Schizophrenia May Cause Brain Circuits to Go "Out of Tune"

Following close on the heels of other research into the multiple frequencies of brain signals, scientists at the University of California at San Diego have used electroencephalography to show that the firing of different neurons at different frequencies can create certain harmonic relationships between brain structures. Schizophrenia, they say, can then be seen as a result of those harmonics going “out of tune”.

Published in Biological Psychiatry, the findings show how the regular firing of brain cells can create a measurable electrical frequency, and if many cells routinely fire at different frequencies, they overlap to form “chords”, almost like music. For example, gamma activity, characterized by high electrical frequencies, could be seen as a high pitch, while theta waves would be low pitched. In the brain of a schizophrenia patient, then, what should be a consistent interplay of pitches becomes a disorganized mess of cells firing at the wrong pitches, volume, and rhythm.

The study focused on auditory stimuli, which, when presented to a healthy subject, triggered higher frequency oscillations and increased cross-phase synchrony (when gamma spikes at the same time as theta, for example). In schizophrenic patients, these responses were muted.

Future research is needed to determine causality. It is as yet uncertain whether the “mis-tuning” is caused by abnormal cortical function or schizophrenia somehow causes the degradation of neural harmonics. As scientists improve their understanding of the interconnectivity of brain structures and how they communicate, it will increase the number of therapeutic options to get cells firing in the right ways once again.

Provided records>

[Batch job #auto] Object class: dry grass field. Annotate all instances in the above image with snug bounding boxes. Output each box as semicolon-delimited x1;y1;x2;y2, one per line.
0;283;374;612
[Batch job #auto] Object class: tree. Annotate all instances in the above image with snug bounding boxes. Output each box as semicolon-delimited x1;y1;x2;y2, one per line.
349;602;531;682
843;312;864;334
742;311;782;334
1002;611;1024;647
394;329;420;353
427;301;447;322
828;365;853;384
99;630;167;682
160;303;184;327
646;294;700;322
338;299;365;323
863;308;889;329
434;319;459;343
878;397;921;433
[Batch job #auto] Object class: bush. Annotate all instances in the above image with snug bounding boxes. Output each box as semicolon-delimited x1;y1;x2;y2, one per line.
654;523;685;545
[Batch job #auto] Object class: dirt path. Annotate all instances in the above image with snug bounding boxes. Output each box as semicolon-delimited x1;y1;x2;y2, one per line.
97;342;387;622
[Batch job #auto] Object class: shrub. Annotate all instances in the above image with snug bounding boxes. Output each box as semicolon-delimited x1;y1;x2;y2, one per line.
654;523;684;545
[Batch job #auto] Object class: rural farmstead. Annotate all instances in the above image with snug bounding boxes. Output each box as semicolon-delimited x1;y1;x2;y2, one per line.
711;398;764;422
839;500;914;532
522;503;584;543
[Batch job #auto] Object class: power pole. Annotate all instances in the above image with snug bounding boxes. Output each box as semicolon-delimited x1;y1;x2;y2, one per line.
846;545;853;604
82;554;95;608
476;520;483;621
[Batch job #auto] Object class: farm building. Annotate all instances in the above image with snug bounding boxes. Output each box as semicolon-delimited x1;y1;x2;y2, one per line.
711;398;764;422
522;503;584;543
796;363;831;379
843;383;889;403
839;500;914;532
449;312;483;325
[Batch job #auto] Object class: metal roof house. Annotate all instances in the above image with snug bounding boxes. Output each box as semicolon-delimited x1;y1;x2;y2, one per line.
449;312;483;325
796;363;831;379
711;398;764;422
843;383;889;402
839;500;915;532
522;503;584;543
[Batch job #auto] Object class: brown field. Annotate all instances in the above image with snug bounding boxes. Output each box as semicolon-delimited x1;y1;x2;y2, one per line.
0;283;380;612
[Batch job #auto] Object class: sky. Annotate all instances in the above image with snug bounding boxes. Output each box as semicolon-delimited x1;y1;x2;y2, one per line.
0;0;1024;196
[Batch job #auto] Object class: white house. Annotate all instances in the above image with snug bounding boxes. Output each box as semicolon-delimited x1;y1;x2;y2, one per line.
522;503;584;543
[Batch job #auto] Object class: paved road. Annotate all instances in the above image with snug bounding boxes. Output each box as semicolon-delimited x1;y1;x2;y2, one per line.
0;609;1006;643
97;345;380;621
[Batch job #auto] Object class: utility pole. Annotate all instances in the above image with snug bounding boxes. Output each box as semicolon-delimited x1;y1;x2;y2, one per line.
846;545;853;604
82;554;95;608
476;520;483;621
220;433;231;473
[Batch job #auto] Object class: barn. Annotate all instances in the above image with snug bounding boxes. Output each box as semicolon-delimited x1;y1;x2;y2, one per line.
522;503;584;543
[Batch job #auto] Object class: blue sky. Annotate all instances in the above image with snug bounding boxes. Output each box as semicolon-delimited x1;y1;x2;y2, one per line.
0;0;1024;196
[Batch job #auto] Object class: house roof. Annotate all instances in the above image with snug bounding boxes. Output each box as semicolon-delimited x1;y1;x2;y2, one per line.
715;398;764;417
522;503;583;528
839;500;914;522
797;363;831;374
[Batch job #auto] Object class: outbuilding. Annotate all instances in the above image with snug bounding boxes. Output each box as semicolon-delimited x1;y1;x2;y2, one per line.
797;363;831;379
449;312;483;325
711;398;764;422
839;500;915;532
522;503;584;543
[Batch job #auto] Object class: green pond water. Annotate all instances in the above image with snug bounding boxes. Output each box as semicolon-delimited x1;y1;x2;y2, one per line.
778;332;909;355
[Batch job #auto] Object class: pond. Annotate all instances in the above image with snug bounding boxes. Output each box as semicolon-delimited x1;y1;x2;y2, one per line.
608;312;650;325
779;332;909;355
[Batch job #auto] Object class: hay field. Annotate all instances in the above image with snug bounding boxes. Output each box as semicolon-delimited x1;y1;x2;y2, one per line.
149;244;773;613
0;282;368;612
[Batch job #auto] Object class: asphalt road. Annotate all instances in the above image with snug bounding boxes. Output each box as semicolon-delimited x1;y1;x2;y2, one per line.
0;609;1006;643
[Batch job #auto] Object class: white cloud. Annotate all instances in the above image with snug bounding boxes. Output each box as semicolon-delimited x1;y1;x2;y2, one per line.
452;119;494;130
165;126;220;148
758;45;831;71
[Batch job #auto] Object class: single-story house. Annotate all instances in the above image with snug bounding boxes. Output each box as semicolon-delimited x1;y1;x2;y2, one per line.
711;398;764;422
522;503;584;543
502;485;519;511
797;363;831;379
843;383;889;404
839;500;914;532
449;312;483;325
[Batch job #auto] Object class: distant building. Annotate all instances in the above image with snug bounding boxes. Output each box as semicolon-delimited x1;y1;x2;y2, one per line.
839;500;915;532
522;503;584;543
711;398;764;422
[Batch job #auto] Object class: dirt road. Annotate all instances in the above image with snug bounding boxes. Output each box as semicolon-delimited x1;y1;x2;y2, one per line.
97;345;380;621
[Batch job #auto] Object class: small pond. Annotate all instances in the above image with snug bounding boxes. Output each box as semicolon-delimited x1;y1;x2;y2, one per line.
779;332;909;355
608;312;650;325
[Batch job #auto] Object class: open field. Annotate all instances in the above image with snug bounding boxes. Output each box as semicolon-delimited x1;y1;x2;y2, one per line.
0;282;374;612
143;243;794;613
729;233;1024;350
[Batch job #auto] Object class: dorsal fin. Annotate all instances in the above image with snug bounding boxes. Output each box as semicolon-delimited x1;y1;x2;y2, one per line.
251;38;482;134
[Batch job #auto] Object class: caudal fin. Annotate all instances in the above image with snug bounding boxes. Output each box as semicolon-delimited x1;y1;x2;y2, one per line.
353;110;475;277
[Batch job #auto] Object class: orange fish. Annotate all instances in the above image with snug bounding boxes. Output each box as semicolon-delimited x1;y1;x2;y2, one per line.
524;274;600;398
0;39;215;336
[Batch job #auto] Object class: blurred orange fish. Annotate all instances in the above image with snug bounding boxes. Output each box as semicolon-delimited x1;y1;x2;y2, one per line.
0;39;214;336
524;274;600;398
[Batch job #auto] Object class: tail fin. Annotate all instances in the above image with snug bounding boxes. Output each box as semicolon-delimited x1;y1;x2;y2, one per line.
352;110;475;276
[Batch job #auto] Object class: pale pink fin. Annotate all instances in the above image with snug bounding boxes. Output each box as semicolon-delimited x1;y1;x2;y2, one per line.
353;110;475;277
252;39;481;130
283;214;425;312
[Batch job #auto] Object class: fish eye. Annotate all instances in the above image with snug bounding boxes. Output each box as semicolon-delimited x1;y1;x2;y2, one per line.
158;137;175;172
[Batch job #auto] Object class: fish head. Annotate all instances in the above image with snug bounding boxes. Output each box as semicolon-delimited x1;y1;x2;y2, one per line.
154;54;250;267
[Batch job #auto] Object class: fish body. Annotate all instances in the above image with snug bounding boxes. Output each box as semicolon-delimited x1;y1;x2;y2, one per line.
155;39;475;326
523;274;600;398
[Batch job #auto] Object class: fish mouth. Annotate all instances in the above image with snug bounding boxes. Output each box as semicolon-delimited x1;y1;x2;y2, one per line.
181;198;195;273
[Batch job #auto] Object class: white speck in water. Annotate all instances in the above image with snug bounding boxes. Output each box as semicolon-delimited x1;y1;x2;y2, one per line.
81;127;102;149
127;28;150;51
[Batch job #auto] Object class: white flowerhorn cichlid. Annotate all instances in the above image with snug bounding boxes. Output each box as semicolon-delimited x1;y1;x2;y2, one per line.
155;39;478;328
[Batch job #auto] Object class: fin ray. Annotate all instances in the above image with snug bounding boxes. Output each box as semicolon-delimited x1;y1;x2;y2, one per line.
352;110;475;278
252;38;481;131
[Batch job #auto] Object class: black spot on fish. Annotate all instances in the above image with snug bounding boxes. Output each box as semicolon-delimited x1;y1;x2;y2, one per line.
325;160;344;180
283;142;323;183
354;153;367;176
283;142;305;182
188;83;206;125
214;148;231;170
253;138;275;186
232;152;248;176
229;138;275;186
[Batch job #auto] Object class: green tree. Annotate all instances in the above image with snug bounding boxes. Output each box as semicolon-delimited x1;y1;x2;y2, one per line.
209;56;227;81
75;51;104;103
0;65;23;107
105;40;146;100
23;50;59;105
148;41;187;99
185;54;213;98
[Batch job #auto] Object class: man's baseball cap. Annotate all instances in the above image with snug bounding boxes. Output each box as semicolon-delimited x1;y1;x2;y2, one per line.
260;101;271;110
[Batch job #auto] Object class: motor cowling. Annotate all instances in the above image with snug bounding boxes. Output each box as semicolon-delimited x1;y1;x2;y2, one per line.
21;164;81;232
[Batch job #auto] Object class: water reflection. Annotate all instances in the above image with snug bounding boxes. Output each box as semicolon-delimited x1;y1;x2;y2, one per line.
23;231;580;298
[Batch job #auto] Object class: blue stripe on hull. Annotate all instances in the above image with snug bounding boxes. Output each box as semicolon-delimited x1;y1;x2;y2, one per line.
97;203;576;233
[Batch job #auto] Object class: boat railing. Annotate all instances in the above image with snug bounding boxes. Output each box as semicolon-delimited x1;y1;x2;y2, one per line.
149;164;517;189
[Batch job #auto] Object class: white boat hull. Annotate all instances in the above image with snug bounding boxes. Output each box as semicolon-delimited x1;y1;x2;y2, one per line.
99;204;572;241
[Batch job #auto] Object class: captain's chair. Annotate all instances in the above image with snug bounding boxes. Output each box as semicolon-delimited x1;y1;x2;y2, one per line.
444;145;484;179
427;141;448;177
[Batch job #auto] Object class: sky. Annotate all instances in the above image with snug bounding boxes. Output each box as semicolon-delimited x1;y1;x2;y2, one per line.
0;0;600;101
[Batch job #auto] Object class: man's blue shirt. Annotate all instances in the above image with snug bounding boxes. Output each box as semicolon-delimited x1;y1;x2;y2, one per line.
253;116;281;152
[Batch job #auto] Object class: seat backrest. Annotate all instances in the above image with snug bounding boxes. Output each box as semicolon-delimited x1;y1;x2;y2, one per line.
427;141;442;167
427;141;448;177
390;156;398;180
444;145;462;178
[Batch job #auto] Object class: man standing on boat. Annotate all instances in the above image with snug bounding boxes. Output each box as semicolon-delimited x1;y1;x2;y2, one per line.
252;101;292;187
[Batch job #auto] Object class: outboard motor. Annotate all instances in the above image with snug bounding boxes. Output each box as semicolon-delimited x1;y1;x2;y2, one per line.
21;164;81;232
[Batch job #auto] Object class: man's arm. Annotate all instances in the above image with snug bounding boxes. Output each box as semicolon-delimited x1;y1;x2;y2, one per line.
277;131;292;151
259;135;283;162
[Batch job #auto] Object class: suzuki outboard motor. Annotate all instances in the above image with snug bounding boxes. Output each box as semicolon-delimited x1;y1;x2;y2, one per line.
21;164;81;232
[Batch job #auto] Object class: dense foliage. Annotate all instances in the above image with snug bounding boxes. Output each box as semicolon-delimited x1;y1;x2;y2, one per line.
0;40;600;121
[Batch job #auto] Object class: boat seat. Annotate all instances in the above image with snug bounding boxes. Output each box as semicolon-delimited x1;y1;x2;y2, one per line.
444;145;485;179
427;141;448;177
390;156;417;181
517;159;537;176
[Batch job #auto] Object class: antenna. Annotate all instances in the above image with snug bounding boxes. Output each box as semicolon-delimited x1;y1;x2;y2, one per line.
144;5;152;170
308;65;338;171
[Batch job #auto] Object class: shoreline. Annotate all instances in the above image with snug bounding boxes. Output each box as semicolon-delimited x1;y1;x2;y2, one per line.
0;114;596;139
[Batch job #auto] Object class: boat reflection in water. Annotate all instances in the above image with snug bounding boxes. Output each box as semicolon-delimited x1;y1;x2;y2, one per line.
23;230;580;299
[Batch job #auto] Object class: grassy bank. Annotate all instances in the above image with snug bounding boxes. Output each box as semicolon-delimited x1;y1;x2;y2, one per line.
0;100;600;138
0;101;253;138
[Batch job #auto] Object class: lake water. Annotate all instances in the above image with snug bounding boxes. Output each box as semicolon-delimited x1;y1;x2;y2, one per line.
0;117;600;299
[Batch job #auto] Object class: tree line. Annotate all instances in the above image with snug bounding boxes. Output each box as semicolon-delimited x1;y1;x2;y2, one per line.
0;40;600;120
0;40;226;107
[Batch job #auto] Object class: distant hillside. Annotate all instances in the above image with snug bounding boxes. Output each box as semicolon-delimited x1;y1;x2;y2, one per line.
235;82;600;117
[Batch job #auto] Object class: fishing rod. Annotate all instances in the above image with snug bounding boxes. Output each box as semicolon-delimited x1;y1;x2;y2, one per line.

Work item> Could you lift out the passage from the schizophrenia article starting with "Published in Biological" and going on through "volume, and rhythm.", word for word?

Response to the exercise>
Published in Biological Psychiatry, the findings show how the regular firing of brain cells can create a measurable electrical frequency, and if many cells routinely fire at different frequencies, they overlap to form “chords”, almost like music. For example, gamma activity, characterized by high electrical frequencies, could be seen as a high pitch, while theta waves would be low pitched. In the brain of a schizophrenia patient, then, what should be a consistent interplay of pitches becomes a disorganized mess of cells firing at the wrong pitches, volume, and rhythm.